Required tasks
1. In the speech on foreign takeovers in Canada, what did the companies that agreed to the government's guidelines apply for without telling the government?
2. Carry on the parliamentary speech about foreign ownership from its last sentence.

Text passage

The truth of the matter is that the government now possesses all the power that is required to prevent takeovers in Canada if they chose to exercise that power, but in most cases they simply do not choose to exercise it. What we are being asked to do is take the government off the hook and establish criteria which are so wide that virtually any takeover can be accommodated within the criteria. Then, the government can say that the government has passed legislation and everybody fits the criteria. This reminds me of their good behaviour pamphlet which they sent around to foreign owners of industry, telling them that they should be good boys. I have heard
June 5, 1972

minister after minister rise and say that there was nothing to worry about because they had all agreed to the good behaviour guidelines that we laid down. Of course, this good behaviour did the government a lot of good. These companies applied for DISC and did not even bother to tell the government what they were doing. I suspect that this takeover legislation will serve as nothing more than camouflage to get the government off the hook about doing something about foreign ownership. Frankly, I would prefer to have no legislation at all, rather than this timid, insipid legislation that will do no good. I would prefer to keep the government on the hook, to keep them under pressure and to keep them responsive to the Canadian people. A great deal more would be accomplished in this way.
Everyone faces a dilemma with regard to the foreign ownership issue. People in my party face a dilemma. I do not suggest for a moment that there is total agreement within my party as to how we should proceed and how far we should proceed. There are differences. But there is one thing on which my party is united. There are no more facetious comments, as there have been in the past from the other side of the House, about the waffle movement and about what we are doing with regard to this. There is one thing on which we are all united. All of us are determined that this country is going to remain independent. While we may not all agree on the exact techniques to accomplish these things-that is an on-going debate-in this party, unlike the other parties, there is an absolute determination to do something about foreign ownership and Canadian independence. I cannot say that about the Liberal and Conservative parties.

[Annotated photo localization data]
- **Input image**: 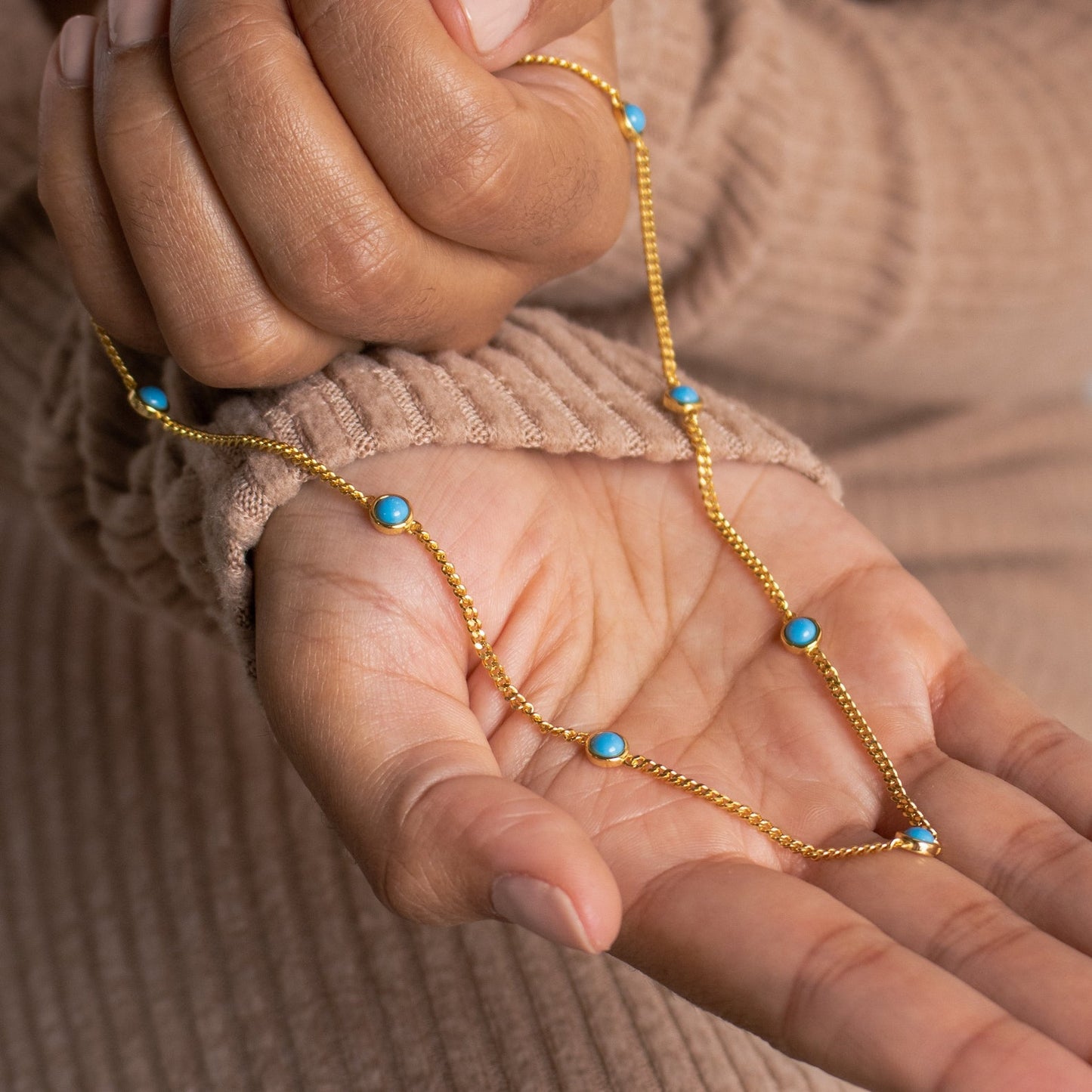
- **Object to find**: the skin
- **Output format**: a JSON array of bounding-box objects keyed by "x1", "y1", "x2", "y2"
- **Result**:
[
  {"x1": 255, "y1": 447, "x2": 1092, "y2": 1090},
  {"x1": 34, "y1": 0, "x2": 1092, "y2": 1092},
  {"x1": 39, "y1": 0, "x2": 630, "y2": 387}
]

Replies
1. DISC

2.
There is a kind of tragic dilemma that faces many Liberals. I am sure that all of us in this House come to know each other, regardless of the parties to which we belong, and we develop a fair amount of respect for each other despite our political differences. Mr. Speaker, it is tragic to see what is happening to the good Liberals, to those who want to be Canadian nationalists. They want to stay inside the Liberal party. They think that by staying in the party they can exert pressure from within, that they can change the party's course on foreign ownership and strike a blow for Canadian nationalists. But the fact is that all those well intentioned Liberals have failed.
I do not want to talk about my friends in the Conservative party. When it comes to the question of foreign ownership the differences in that party are so deep that nothing seems to emerge upon which we can comment.